* [REQUIRED TASK]:
Quote the listing in full, exactly as given, minus any pictures.

--- begin ---

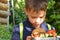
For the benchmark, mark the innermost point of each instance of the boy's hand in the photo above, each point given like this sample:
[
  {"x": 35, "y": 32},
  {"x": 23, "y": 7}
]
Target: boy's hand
[{"x": 29, "y": 38}]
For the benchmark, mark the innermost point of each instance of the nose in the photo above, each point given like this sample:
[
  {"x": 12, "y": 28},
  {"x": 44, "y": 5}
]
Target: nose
[{"x": 38, "y": 20}]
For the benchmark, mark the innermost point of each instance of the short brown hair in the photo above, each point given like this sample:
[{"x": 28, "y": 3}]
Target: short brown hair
[{"x": 36, "y": 4}]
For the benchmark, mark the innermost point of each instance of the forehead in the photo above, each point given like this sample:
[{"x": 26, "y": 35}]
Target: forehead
[{"x": 37, "y": 14}]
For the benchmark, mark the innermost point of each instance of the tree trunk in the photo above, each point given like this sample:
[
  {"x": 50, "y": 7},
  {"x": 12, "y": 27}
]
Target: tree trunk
[
  {"x": 3, "y": 20},
  {"x": 4, "y": 13}
]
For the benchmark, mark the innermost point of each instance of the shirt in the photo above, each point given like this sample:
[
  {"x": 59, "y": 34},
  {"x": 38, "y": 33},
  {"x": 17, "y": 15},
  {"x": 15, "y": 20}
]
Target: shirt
[{"x": 27, "y": 30}]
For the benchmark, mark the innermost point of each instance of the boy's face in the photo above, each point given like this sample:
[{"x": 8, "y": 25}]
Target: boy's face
[{"x": 36, "y": 18}]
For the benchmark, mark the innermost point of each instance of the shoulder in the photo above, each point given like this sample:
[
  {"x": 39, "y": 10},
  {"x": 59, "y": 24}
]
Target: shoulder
[
  {"x": 16, "y": 28},
  {"x": 50, "y": 27}
]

--- end ---

* [RESPONSE TO THE TASK]:
For the benchmark, mark the innermost point of each instance of the boy's hand in the photo above, each point given like this sample:
[
  {"x": 35, "y": 32},
  {"x": 23, "y": 7}
]
Target: boy's hand
[{"x": 29, "y": 38}]
For the benchmark, mark the innermost point of each instance of the nose in the photo above, each point given like this sample:
[
  {"x": 12, "y": 28},
  {"x": 44, "y": 5}
]
Target: nose
[{"x": 38, "y": 20}]
For the benchmark, mark the innermost point of each instance of the short brown hair in the photo above, each point given like this sample:
[{"x": 28, "y": 3}]
Target: short brown hair
[{"x": 36, "y": 4}]
For the benchmark, mark the innermost point of each instance of the forehead in the photo above, each point given like this sample:
[{"x": 26, "y": 35}]
Target: forehead
[{"x": 37, "y": 14}]
For the benchmark, mark the innermost point of each instance of the tree trunk in the photo above, each point given like this sample:
[
  {"x": 50, "y": 7},
  {"x": 12, "y": 27}
]
Target: tree trunk
[
  {"x": 3, "y": 20},
  {"x": 4, "y": 13}
]
For the benchmark, mark the innermost point of each instance of the shirt in the photo above, each point given like this sample:
[
  {"x": 59, "y": 34},
  {"x": 38, "y": 33},
  {"x": 17, "y": 15},
  {"x": 15, "y": 20}
]
Target: shirt
[{"x": 27, "y": 30}]
For the benchmark, mark the innermost point of each instance of the boy's face in the photo above, each point given like this sample:
[{"x": 8, "y": 25}]
Target: boy's face
[{"x": 36, "y": 18}]
For the benchmark, mark the innermost point of each instance of the shoulder in the photo above, each point given like this sample:
[
  {"x": 39, "y": 10},
  {"x": 59, "y": 24}
]
Target: shoulder
[
  {"x": 16, "y": 28},
  {"x": 50, "y": 27}
]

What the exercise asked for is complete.